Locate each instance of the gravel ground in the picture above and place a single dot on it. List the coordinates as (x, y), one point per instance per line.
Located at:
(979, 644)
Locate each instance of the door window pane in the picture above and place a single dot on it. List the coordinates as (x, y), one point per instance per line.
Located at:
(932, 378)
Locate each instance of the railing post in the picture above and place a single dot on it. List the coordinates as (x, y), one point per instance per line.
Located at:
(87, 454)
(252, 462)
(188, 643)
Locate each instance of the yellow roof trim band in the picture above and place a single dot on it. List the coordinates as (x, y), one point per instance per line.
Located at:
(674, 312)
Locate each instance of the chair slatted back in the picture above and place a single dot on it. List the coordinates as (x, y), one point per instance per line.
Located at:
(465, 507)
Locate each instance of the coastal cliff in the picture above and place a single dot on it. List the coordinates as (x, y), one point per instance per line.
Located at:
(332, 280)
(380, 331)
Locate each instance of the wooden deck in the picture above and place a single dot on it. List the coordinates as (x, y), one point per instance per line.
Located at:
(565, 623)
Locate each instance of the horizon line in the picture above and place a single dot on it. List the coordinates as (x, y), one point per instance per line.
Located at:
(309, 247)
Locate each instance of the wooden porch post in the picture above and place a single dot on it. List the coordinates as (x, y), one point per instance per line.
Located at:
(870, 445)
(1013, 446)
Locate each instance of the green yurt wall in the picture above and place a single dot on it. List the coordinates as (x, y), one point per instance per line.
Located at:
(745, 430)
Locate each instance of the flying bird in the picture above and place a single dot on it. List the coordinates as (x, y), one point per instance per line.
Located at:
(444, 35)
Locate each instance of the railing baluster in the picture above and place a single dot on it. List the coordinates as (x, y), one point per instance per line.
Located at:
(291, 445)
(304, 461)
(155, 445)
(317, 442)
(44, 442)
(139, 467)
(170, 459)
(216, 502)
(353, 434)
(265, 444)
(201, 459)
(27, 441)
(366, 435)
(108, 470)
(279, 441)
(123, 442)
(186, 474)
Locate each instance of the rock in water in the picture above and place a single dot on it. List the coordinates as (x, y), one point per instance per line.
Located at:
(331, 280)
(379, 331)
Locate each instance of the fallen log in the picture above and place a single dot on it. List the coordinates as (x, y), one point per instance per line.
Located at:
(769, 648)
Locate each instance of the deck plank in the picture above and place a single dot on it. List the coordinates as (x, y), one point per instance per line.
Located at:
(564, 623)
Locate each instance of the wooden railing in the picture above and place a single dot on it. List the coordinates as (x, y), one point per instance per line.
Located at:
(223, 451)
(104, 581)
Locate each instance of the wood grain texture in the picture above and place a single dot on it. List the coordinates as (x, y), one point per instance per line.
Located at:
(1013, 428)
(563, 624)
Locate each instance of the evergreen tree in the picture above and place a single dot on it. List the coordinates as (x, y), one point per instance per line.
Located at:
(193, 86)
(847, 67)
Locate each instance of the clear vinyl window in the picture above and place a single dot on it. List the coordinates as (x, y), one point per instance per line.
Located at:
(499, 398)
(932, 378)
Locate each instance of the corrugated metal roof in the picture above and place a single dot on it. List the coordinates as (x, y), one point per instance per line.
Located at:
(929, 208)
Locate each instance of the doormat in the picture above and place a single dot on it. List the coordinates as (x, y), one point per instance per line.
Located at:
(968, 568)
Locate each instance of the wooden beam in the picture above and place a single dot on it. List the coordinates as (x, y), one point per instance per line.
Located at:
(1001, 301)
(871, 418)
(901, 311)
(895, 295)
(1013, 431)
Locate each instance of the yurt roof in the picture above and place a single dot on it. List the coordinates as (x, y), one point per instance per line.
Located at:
▬▬▬
Goal
Copy, word for word, everything from the line containing "Locate each instance of the wood grain" through the last line of the items, including both ends.

Response
Locate each instance of the wood grain texture in the picture above and place a single dot on it. List the coordinates as (x, y), one point per instance per line.
Located at:
(1013, 428)
(563, 624)
Locate each instance of the evergreen tree in the picture above and place a single dot on it. List the coordinates as (x, y), one point per instance per line.
Located at:
(193, 86)
(847, 67)
Locate each instance of the clear vinyl window in the picture above and place a single dot on it. List the coordinates as (x, y), one point per instance per line.
Located at:
(499, 398)
(932, 378)
Locate each instance of the corrugated metal roof in the picture above and place a single dot on it. List the coordinates as (x, y), one point per instance per line.
Located at:
(929, 208)
Locate each instance of the doormat in the picture above and place a single dot on it. List the coordinates as (x, y), one point per instance per line.
Located at:
(968, 568)
Locate each instance of the wooden beam in the picture above and place a single dot on it. List the coordinates as (x, y), one point per instance per line.
Located at:
(1001, 301)
(871, 418)
(901, 311)
(895, 295)
(1013, 431)
Locate each instance of the yurt roof in the picture above and place a single dot on it. List the coordinates as (x, y), one point per instance per line.
Located at:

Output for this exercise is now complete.